- _EXERCISE INPUT_
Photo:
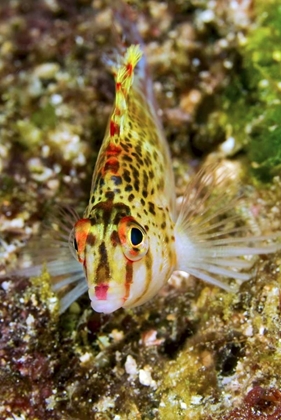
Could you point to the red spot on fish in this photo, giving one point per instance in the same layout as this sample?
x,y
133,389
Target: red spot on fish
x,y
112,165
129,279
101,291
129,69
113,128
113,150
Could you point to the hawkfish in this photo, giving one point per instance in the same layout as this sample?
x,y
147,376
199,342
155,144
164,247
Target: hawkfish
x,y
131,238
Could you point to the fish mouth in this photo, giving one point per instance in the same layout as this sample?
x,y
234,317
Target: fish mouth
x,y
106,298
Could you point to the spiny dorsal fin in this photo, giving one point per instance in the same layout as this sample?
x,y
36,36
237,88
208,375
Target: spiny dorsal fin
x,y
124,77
==
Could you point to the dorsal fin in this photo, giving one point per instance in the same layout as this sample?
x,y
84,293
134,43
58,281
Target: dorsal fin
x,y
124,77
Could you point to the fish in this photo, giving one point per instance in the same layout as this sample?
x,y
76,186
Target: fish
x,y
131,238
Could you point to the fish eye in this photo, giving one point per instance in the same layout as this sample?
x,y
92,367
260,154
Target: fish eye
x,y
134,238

- _YOUR INSTRUCTIONS_
With "this" as the string to look for, count the matching lines above and give the number by itself.

- _YOUR RESPONSE_
7